DATA SUPPLIED
+===+

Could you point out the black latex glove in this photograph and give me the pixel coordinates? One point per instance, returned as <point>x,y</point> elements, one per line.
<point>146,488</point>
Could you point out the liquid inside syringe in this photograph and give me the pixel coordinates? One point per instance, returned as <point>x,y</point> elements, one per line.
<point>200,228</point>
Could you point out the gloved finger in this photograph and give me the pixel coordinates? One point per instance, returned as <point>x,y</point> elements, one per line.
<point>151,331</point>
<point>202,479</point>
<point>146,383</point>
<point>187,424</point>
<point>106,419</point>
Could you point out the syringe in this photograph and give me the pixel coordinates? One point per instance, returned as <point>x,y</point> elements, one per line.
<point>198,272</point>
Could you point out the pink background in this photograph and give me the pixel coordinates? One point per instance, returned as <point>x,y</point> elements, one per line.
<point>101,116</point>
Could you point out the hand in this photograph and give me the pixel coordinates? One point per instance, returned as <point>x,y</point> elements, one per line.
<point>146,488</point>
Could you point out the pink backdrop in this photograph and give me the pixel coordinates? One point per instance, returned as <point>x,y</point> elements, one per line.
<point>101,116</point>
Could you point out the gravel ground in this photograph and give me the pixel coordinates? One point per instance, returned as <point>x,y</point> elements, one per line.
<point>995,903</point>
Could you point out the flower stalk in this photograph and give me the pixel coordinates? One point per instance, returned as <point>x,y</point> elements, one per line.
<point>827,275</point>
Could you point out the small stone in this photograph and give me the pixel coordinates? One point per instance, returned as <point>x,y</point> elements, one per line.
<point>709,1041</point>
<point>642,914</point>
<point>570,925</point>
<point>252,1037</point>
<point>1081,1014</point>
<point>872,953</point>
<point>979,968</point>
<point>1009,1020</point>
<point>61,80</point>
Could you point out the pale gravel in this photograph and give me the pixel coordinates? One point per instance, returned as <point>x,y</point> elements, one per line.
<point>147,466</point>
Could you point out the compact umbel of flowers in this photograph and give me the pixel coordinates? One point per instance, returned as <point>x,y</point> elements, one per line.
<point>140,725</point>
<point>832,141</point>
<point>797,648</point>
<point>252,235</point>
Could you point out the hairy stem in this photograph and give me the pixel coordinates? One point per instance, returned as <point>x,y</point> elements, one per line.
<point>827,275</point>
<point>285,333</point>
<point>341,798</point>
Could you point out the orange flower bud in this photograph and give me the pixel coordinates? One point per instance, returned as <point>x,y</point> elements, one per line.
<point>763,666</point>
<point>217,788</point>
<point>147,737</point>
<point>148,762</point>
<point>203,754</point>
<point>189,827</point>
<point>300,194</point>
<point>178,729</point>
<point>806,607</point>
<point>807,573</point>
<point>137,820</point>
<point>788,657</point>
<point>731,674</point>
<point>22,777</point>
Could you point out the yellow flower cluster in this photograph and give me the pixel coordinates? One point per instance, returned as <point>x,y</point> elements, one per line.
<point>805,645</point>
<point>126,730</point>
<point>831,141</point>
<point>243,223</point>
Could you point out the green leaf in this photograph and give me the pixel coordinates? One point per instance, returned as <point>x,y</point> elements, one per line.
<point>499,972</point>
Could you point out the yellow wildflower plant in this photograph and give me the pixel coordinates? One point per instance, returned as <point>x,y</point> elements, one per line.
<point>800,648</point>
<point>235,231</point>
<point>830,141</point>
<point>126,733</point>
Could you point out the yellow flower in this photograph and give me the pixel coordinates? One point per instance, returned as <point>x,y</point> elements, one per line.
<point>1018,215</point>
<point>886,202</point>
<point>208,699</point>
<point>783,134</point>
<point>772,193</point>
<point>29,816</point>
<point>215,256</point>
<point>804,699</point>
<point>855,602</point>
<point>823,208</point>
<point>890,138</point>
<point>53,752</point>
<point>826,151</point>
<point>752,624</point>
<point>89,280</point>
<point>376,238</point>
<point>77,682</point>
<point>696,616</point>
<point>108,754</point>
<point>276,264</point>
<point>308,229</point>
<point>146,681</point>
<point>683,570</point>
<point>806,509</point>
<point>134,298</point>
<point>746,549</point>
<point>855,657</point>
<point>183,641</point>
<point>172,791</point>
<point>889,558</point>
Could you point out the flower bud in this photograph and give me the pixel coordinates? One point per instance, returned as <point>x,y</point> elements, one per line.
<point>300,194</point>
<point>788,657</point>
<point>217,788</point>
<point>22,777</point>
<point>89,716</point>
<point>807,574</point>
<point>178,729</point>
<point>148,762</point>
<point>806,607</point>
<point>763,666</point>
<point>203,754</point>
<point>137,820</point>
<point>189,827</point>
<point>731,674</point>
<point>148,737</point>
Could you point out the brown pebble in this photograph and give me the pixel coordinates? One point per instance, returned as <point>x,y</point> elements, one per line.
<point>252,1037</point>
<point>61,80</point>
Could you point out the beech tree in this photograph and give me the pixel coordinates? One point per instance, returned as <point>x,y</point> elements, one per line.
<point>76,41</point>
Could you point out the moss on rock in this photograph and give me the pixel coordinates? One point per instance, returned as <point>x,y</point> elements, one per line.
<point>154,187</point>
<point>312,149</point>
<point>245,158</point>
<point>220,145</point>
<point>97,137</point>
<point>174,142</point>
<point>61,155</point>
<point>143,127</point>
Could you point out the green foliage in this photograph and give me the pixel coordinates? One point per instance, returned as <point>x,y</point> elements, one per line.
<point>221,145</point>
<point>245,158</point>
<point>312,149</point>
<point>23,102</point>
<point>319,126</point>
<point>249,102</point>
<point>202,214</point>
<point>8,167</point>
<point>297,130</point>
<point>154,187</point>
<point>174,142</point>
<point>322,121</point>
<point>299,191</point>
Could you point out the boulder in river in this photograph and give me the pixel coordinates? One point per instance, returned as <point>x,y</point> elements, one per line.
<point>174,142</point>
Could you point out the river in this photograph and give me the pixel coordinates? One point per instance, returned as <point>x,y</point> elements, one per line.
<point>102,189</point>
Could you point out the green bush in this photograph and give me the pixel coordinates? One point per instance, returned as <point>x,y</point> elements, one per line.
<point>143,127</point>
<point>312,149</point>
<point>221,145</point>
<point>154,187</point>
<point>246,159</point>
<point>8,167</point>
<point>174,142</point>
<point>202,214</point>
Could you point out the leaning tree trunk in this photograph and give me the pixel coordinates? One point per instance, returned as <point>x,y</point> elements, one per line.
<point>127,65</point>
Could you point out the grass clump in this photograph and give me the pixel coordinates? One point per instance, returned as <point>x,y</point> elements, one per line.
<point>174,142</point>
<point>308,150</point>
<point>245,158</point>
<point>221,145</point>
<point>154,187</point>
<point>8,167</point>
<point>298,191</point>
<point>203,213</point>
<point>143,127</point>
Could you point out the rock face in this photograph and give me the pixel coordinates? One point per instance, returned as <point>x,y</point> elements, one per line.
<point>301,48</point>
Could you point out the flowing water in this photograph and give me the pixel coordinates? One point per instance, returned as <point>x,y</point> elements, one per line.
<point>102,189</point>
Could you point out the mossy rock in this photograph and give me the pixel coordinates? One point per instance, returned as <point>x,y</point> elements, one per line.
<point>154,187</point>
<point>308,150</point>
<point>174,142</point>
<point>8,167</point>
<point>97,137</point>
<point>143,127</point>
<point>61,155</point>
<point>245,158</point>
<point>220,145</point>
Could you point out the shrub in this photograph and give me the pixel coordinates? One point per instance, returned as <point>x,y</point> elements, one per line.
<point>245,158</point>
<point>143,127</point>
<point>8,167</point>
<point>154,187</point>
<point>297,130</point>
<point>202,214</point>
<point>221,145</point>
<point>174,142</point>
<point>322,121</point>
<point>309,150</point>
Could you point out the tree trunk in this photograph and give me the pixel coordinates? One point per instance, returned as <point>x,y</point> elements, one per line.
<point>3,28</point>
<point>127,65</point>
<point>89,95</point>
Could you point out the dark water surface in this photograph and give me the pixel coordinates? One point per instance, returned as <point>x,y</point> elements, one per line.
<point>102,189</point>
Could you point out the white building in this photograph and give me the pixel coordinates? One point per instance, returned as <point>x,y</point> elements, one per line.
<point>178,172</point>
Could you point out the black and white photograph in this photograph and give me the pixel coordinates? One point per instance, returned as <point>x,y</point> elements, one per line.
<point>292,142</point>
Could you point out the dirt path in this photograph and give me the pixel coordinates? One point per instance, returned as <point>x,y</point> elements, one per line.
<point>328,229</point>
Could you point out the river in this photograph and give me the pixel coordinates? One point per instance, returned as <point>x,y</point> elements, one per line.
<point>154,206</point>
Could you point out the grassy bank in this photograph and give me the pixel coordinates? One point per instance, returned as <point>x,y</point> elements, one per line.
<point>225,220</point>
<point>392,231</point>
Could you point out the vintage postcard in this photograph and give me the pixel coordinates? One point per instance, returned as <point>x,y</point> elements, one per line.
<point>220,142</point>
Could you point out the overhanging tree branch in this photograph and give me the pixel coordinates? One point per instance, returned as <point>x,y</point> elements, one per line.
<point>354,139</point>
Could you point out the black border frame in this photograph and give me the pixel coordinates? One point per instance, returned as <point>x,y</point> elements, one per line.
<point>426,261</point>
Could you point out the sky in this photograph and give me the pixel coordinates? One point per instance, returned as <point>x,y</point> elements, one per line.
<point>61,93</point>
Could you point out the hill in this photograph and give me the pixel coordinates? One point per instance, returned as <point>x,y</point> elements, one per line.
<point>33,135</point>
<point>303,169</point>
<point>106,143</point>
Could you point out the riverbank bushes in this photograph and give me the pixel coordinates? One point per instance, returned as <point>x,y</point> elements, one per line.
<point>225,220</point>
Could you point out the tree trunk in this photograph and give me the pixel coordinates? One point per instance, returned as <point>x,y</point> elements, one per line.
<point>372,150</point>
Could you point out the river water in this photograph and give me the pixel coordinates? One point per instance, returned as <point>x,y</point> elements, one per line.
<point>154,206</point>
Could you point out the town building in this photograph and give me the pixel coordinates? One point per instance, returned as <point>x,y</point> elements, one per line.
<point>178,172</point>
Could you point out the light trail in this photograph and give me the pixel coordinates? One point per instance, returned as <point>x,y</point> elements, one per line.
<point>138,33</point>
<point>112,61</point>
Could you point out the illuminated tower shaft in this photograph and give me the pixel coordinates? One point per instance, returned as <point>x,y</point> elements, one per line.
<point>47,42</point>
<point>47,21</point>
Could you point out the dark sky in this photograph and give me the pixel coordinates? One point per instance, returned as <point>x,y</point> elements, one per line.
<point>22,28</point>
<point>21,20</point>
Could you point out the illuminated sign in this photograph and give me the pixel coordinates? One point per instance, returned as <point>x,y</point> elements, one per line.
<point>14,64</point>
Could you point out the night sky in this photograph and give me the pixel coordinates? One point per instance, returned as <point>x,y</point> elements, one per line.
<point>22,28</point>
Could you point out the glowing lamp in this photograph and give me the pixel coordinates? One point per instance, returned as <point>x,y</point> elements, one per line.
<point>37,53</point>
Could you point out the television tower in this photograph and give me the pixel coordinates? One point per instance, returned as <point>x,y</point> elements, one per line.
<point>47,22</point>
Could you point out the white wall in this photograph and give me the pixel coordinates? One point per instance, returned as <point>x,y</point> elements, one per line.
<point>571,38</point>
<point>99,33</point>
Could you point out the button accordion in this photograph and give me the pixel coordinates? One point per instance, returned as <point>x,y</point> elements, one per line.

+===+

Only the lines from the one containing "Could you point out the television" through the end of the records above belong in the output, each exactly as it stands, both ends included.

SOLVED PROBLEM
Could you point out the television tower in this photograph and give me the pixel coordinates? One point per instance, returned as <point>x,y</point> elements, one per line.
<point>47,22</point>
Could you point out the white wall in this photograph and give me the pixel coordinates? One point per instance, returned as <point>x,y</point> elements, one per line.
<point>571,38</point>
<point>99,33</point>
Could you point out the button accordion in this photograph and give me the pixel coordinates? One point per instance, returned as <point>x,y</point> elements, one per line.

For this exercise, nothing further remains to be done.